▶ Problems and tasks:
[1] Reproduce the Usenet post on segmented pointers and conservative garbage collection in full, word for word.
[2] Rewrite only the part of the records that opens with the line containing "Please place a point on the reflection" and runs through the end of the records, swapping "thickest" for "widest" and leaving everything else unchanged.

▶ Source:
In article <PCG.90Sep25174317@odin.cs.aber.ac.uk> pcg@cs.aber.ac.uk (Piercarlo Grandi) writes:
|jimad> On a few machines/os pairs that are interesting from a
|jimad> "marketing" point of view, including Mac, Dos, OS/2, Windows,
|jimad> etc, the pointer model chosen is often a 16:16 segment:offset
|jimad> pair, rather than a 0:32-bit linear address.  This would not in
|jimad> itself be a fatal problem, except that segment and offset are
|jimad> frequently stored separately, making "find all values that might
|jimad> be a valid object address" an N^2 problem.
|
|You have a point, one cannot always win. If you mix near and far
|pointers, you get into some trouble (and not just because of
|conservative g.c.). On the other hand the compiler could help a bit.
|But then the collector becomes hybridly conservative, I guess. After
|all, we are back to our previous theme: any storage manager design will
|not work under any possible condition.

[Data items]
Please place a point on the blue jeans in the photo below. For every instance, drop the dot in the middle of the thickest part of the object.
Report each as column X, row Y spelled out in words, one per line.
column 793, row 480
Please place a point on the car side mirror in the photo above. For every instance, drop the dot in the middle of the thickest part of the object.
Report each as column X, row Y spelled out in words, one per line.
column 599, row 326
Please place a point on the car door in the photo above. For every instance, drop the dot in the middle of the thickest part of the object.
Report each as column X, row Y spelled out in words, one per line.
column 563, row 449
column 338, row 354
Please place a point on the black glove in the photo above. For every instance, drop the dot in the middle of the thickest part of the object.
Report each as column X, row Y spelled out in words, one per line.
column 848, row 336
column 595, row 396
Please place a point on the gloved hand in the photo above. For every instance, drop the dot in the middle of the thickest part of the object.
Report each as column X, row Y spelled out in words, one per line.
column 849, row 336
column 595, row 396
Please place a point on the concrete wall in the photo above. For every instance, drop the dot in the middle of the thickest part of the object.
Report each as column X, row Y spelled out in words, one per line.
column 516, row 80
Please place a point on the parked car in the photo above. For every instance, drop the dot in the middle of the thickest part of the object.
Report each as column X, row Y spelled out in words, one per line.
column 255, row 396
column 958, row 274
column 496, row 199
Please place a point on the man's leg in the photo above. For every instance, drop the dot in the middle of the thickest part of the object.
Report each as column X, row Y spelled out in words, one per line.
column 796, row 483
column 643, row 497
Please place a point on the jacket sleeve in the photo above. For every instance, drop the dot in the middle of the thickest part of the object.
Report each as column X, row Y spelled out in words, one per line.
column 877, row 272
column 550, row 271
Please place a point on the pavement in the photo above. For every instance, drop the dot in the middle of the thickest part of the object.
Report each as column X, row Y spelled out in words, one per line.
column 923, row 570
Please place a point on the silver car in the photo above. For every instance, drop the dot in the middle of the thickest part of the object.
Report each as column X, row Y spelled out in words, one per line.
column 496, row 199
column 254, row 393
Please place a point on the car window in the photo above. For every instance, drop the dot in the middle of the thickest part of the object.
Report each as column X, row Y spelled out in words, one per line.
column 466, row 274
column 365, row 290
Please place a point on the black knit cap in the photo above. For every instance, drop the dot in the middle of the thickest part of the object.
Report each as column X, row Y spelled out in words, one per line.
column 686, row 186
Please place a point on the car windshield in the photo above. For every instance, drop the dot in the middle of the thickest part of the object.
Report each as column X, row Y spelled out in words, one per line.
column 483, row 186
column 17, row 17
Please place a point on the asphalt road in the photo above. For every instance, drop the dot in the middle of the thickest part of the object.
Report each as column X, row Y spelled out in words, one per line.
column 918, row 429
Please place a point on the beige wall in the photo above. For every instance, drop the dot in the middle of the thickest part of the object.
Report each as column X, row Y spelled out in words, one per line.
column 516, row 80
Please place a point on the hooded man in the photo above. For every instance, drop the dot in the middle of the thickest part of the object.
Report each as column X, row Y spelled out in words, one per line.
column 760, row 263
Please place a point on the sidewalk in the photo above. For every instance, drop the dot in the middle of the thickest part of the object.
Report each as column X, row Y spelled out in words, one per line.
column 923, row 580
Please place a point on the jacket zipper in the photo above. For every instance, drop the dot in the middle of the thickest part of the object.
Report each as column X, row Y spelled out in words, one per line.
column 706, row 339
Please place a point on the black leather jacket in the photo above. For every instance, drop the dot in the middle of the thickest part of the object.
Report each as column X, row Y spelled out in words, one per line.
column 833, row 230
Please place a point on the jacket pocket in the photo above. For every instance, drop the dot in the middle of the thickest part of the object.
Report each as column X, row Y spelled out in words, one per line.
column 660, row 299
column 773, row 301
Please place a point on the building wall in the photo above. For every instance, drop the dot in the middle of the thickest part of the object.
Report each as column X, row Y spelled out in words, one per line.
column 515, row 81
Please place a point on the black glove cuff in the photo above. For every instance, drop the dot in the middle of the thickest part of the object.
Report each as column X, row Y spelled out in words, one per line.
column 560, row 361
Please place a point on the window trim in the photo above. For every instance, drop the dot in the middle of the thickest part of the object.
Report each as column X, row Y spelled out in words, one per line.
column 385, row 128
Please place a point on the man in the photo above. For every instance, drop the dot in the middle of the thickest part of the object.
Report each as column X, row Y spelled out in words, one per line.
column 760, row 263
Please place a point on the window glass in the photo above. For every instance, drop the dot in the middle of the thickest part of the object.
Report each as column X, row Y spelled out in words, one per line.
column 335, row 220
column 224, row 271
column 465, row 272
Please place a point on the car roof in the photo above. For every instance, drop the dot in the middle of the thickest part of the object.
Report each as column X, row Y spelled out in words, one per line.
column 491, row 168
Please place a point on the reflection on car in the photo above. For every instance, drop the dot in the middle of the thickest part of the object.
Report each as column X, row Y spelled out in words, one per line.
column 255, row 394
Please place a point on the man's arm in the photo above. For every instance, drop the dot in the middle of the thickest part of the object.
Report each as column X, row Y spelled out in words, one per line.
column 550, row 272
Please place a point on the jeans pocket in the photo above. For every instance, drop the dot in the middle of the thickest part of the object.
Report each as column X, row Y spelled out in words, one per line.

▶ Results:
[1]
In article <PCG.90Sep25174317@odin.cs.aber.ac.uk> pcg@cs.aber.ac.uk (Piercarlo Grandi) writes:
|jimad> On a few machines/os pairs that are interesting from a
|jimad> "marketing" point of view, including Mac, Dos, OS/2, Windows,
|jimad> etc, the pointer model chosen is often a 16:16 segment:offset
|jimad> pair, rather than a 0:32-bit linear address.  This would not in
|jimad> itself be a fatal problem, except that segment and offset are
|jimad> frequently stored separately, making "find all values that might
|jimad> be a valid object address" an N^2 problem.
|
|You have a point, one cannot always win. If you mix near and far
|pointers, you get into some trouble (and not just because of
|conservative g.c.). On the other hand the compiler could help a bit.
|But then the collector becomes hybridly conservative, I guess. After
|all, we are back to our previous theme: any storage manager design will
|not work under any possible condition.

[2]
Please place a point on the reflection on car in the photo above. For every instance, drop the dot in the middle of the widest part of the object.
Report each as column X, row Y spelled out in words, one per line.
column 255, row 394
Please place a point on the man's arm in the photo above. For every instance, drop the dot in the middle of the widest part of the object.
Report each as column X, row Y spelled out in words, one per line.
column 550, row 272
Please place a point on the jeans pocket in the photo above. For every instance, drop the dot in the middle of the widest part of the object.
Report each as column X, row Y spelled out in words, one per line.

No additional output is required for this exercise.